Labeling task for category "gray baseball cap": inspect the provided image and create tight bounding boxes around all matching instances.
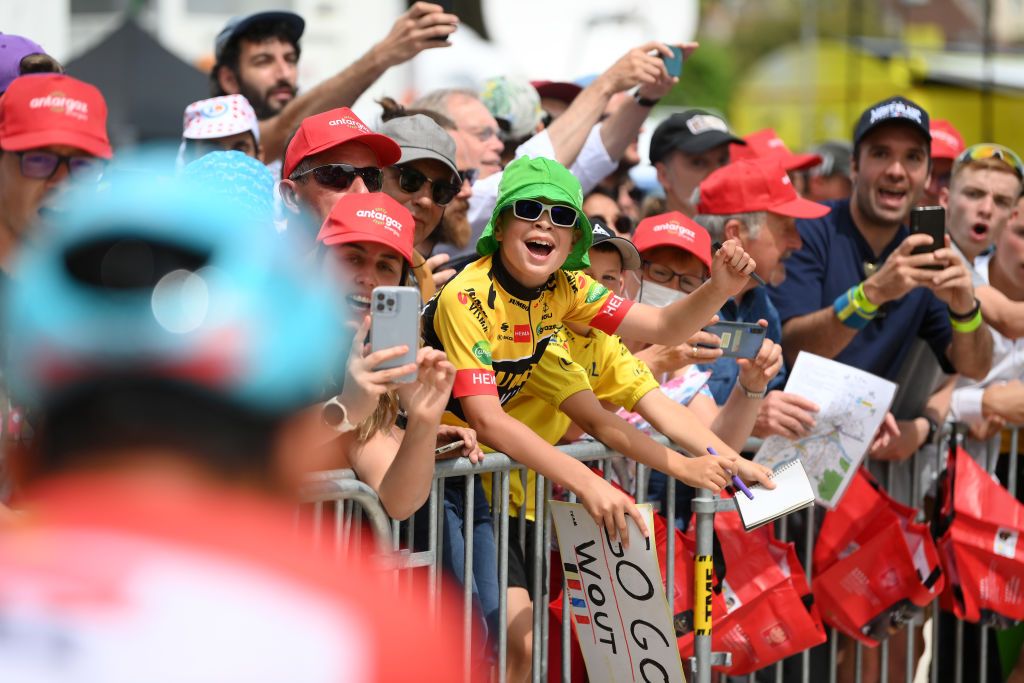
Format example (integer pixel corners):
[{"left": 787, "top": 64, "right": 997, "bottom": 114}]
[
  {"left": 378, "top": 114, "right": 459, "bottom": 175},
  {"left": 213, "top": 11, "right": 306, "bottom": 63},
  {"left": 809, "top": 140, "right": 853, "bottom": 176}
]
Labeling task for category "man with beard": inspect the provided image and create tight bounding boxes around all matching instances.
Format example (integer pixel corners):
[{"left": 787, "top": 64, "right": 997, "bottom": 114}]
[
  {"left": 772, "top": 97, "right": 992, "bottom": 443},
  {"left": 210, "top": 2, "right": 459, "bottom": 164}
]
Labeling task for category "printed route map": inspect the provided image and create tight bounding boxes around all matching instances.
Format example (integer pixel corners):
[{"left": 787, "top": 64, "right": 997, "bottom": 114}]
[{"left": 754, "top": 351, "right": 896, "bottom": 508}]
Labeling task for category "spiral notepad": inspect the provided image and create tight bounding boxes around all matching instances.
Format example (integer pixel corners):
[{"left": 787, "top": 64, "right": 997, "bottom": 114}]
[{"left": 735, "top": 460, "right": 814, "bottom": 531}]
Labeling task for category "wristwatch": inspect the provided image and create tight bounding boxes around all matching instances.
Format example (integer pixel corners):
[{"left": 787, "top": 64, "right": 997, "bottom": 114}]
[
  {"left": 736, "top": 380, "right": 768, "bottom": 400},
  {"left": 321, "top": 396, "right": 356, "bottom": 434}
]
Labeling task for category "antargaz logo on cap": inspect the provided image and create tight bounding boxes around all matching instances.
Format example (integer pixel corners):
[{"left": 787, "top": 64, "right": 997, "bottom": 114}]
[
  {"left": 29, "top": 90, "right": 89, "bottom": 121},
  {"left": 355, "top": 208, "right": 401, "bottom": 238},
  {"left": 651, "top": 220, "right": 696, "bottom": 242},
  {"left": 473, "top": 340, "right": 490, "bottom": 366}
]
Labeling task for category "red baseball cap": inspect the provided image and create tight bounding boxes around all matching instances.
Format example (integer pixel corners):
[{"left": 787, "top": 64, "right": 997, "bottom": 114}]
[
  {"left": 281, "top": 106, "right": 401, "bottom": 178},
  {"left": 633, "top": 211, "right": 711, "bottom": 270},
  {"left": 316, "top": 193, "right": 416, "bottom": 265},
  {"left": 697, "top": 159, "right": 830, "bottom": 218},
  {"left": 929, "top": 119, "right": 967, "bottom": 159},
  {"left": 729, "top": 128, "right": 821, "bottom": 171},
  {"left": 0, "top": 74, "right": 114, "bottom": 159}
]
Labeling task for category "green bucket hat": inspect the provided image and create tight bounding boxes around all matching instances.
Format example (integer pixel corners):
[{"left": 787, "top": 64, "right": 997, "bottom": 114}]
[{"left": 476, "top": 157, "right": 594, "bottom": 270}]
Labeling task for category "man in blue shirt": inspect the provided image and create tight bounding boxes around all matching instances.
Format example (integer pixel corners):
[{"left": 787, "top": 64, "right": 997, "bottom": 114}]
[
  {"left": 771, "top": 97, "right": 992, "bottom": 456},
  {"left": 695, "top": 159, "right": 828, "bottom": 438}
]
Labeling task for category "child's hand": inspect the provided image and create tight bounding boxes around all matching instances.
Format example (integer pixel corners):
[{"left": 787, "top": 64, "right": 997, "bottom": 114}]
[{"left": 575, "top": 474, "right": 650, "bottom": 548}]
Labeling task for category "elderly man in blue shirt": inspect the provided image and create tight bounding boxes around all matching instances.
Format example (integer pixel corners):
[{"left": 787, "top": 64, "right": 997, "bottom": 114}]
[{"left": 694, "top": 159, "right": 828, "bottom": 438}]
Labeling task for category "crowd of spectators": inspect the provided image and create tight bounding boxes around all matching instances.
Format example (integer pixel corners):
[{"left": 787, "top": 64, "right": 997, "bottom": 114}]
[{"left": 0, "top": 2, "right": 1024, "bottom": 681}]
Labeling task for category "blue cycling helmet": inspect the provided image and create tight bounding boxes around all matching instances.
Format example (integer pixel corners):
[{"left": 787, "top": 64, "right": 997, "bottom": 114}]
[{"left": 3, "top": 158, "right": 350, "bottom": 415}]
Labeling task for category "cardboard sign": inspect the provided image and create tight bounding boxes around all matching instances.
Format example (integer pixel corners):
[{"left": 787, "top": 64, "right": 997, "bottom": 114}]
[{"left": 550, "top": 501, "right": 684, "bottom": 683}]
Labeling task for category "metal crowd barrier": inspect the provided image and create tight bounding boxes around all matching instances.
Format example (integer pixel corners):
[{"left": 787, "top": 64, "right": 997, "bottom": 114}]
[{"left": 303, "top": 428, "right": 1020, "bottom": 683}]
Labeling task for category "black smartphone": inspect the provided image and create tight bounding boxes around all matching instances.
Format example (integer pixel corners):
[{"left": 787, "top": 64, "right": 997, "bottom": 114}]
[
  {"left": 430, "top": 0, "right": 455, "bottom": 43},
  {"left": 910, "top": 206, "right": 946, "bottom": 270},
  {"left": 697, "top": 321, "right": 765, "bottom": 358},
  {"left": 662, "top": 45, "right": 683, "bottom": 78}
]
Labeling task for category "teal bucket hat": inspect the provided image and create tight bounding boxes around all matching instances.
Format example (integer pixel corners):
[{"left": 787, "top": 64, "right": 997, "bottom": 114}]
[{"left": 476, "top": 157, "right": 594, "bottom": 270}]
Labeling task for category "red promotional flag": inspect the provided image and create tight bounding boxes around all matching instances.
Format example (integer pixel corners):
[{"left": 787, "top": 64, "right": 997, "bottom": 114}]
[{"left": 936, "top": 447, "right": 1024, "bottom": 622}]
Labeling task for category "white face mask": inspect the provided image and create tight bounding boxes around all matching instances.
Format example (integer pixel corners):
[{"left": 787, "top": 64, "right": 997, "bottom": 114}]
[{"left": 640, "top": 280, "right": 687, "bottom": 308}]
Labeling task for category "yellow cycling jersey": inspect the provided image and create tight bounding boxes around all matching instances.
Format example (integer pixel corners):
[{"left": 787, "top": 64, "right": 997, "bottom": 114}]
[
  {"left": 483, "top": 328, "right": 658, "bottom": 519},
  {"left": 423, "top": 252, "right": 632, "bottom": 424}
]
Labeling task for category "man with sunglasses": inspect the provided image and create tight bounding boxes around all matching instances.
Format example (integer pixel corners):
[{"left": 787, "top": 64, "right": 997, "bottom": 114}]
[
  {"left": 939, "top": 142, "right": 1024, "bottom": 339},
  {"left": 280, "top": 106, "right": 401, "bottom": 226},
  {"left": 771, "top": 97, "right": 992, "bottom": 460},
  {"left": 380, "top": 114, "right": 463, "bottom": 299},
  {"left": 0, "top": 74, "right": 114, "bottom": 270},
  {"left": 693, "top": 158, "right": 828, "bottom": 438},
  {"left": 0, "top": 33, "right": 63, "bottom": 94}
]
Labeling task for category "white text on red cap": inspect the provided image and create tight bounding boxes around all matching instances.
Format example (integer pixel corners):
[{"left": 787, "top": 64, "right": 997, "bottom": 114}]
[
  {"left": 29, "top": 90, "right": 89, "bottom": 121},
  {"left": 355, "top": 209, "right": 401, "bottom": 238},
  {"left": 327, "top": 117, "right": 373, "bottom": 133},
  {"left": 651, "top": 222, "right": 696, "bottom": 240}
]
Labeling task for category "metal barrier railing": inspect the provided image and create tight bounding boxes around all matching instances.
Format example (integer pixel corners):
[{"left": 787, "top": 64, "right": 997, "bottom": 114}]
[{"left": 303, "top": 428, "right": 1020, "bottom": 683}]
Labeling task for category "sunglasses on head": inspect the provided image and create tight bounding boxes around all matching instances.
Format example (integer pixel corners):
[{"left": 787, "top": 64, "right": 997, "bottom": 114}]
[
  {"left": 292, "top": 164, "right": 384, "bottom": 193},
  {"left": 512, "top": 200, "right": 580, "bottom": 227},
  {"left": 955, "top": 142, "right": 1024, "bottom": 179},
  {"left": 393, "top": 166, "right": 462, "bottom": 206},
  {"left": 15, "top": 151, "right": 106, "bottom": 180}
]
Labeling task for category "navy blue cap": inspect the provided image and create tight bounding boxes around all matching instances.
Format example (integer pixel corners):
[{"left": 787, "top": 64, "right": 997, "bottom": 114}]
[{"left": 853, "top": 96, "right": 932, "bottom": 146}]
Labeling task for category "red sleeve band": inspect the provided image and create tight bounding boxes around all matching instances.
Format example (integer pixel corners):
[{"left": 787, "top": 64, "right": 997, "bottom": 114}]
[
  {"left": 452, "top": 368, "right": 498, "bottom": 398},
  {"left": 590, "top": 294, "right": 633, "bottom": 335}
]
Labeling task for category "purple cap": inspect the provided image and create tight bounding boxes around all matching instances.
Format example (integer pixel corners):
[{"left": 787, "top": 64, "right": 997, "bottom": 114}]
[{"left": 0, "top": 33, "right": 46, "bottom": 92}]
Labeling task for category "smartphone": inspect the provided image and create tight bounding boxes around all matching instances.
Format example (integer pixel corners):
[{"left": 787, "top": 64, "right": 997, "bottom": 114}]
[
  {"left": 662, "top": 45, "right": 683, "bottom": 78},
  {"left": 370, "top": 287, "right": 420, "bottom": 383},
  {"left": 697, "top": 321, "right": 765, "bottom": 358},
  {"left": 910, "top": 206, "right": 946, "bottom": 270},
  {"left": 430, "top": 0, "right": 455, "bottom": 43},
  {"left": 434, "top": 439, "right": 466, "bottom": 456}
]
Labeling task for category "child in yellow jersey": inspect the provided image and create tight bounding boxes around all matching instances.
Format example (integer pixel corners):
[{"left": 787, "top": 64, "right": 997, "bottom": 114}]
[
  {"left": 423, "top": 157, "right": 756, "bottom": 679},
  {"left": 484, "top": 221, "right": 778, "bottom": 663}
]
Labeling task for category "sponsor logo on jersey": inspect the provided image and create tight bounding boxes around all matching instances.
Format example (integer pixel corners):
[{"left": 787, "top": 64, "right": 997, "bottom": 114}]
[
  {"left": 509, "top": 297, "right": 529, "bottom": 311},
  {"left": 473, "top": 339, "right": 490, "bottom": 366},
  {"left": 587, "top": 283, "right": 608, "bottom": 303}
]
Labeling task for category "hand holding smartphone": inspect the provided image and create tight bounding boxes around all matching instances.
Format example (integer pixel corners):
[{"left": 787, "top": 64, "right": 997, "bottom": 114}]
[
  {"left": 910, "top": 206, "right": 946, "bottom": 270},
  {"left": 697, "top": 321, "right": 765, "bottom": 358},
  {"left": 370, "top": 287, "right": 420, "bottom": 384}
]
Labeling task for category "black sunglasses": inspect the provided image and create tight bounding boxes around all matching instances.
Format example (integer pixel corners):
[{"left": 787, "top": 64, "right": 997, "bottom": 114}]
[
  {"left": 14, "top": 150, "right": 106, "bottom": 180},
  {"left": 392, "top": 166, "right": 462, "bottom": 206},
  {"left": 292, "top": 164, "right": 384, "bottom": 193}
]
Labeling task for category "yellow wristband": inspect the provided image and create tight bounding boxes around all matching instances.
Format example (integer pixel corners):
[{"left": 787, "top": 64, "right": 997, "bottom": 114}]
[
  {"left": 949, "top": 308, "right": 981, "bottom": 335},
  {"left": 853, "top": 283, "right": 879, "bottom": 313}
]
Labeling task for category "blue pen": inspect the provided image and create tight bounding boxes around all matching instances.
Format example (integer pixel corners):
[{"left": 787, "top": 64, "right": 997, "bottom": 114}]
[{"left": 708, "top": 445, "right": 754, "bottom": 501}]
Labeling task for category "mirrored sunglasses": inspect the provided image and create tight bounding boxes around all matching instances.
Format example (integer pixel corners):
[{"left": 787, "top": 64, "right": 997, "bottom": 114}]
[{"left": 512, "top": 200, "right": 580, "bottom": 227}]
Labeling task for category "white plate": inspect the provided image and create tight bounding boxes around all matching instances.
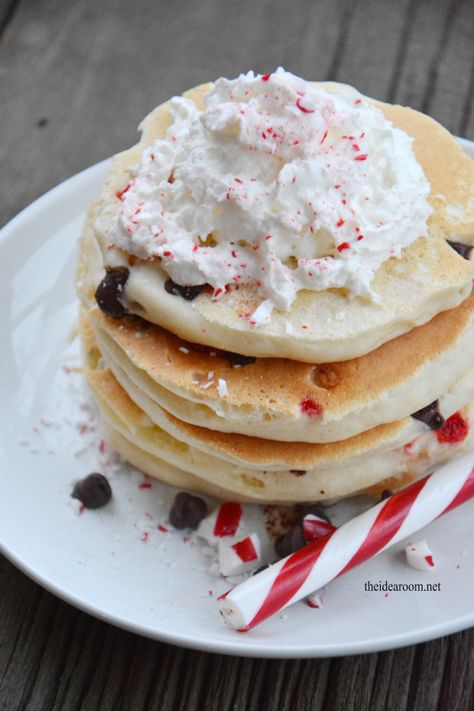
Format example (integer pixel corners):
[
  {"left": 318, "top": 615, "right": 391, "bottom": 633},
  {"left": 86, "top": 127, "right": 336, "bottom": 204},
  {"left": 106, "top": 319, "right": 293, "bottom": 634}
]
[{"left": 0, "top": 142, "right": 474, "bottom": 658}]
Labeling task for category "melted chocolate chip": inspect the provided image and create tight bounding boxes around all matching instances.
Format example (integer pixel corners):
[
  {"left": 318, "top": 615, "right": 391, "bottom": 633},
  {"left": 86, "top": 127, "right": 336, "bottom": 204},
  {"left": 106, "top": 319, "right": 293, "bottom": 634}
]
[
  {"left": 412, "top": 400, "right": 444, "bottom": 430},
  {"left": 165, "top": 279, "right": 206, "bottom": 301},
  {"left": 95, "top": 267, "right": 130, "bottom": 318},
  {"left": 169, "top": 491, "right": 207, "bottom": 528},
  {"left": 71, "top": 473, "right": 112, "bottom": 509},
  {"left": 275, "top": 526, "right": 306, "bottom": 558},
  {"left": 225, "top": 351, "right": 257, "bottom": 365},
  {"left": 446, "top": 239, "right": 472, "bottom": 259}
]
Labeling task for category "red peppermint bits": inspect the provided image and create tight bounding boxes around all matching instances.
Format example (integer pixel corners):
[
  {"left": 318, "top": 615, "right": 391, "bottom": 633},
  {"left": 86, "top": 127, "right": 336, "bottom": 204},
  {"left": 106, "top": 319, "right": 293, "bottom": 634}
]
[
  {"left": 337, "top": 242, "right": 351, "bottom": 252},
  {"left": 300, "top": 397, "right": 323, "bottom": 417},
  {"left": 214, "top": 502, "right": 242, "bottom": 537},
  {"left": 232, "top": 536, "right": 258, "bottom": 563},
  {"left": 436, "top": 412, "right": 469, "bottom": 444}
]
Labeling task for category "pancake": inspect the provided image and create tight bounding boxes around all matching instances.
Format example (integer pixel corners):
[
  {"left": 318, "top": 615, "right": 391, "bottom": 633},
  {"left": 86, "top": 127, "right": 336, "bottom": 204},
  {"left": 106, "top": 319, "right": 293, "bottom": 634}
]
[
  {"left": 81, "top": 314, "right": 474, "bottom": 502},
  {"left": 90, "top": 288, "right": 474, "bottom": 443},
  {"left": 78, "top": 80, "right": 474, "bottom": 363},
  {"left": 83, "top": 358, "right": 474, "bottom": 503}
]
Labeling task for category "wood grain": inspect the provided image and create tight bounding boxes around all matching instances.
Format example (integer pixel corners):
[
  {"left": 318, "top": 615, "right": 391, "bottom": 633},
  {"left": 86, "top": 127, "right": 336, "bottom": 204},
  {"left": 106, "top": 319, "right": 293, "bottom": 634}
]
[{"left": 0, "top": 0, "right": 474, "bottom": 711}]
━━━━━━━━━━━━━━━━━━━━
Tally the lines in the rows above that contain the string "metal", with case counting. Give only the number.

2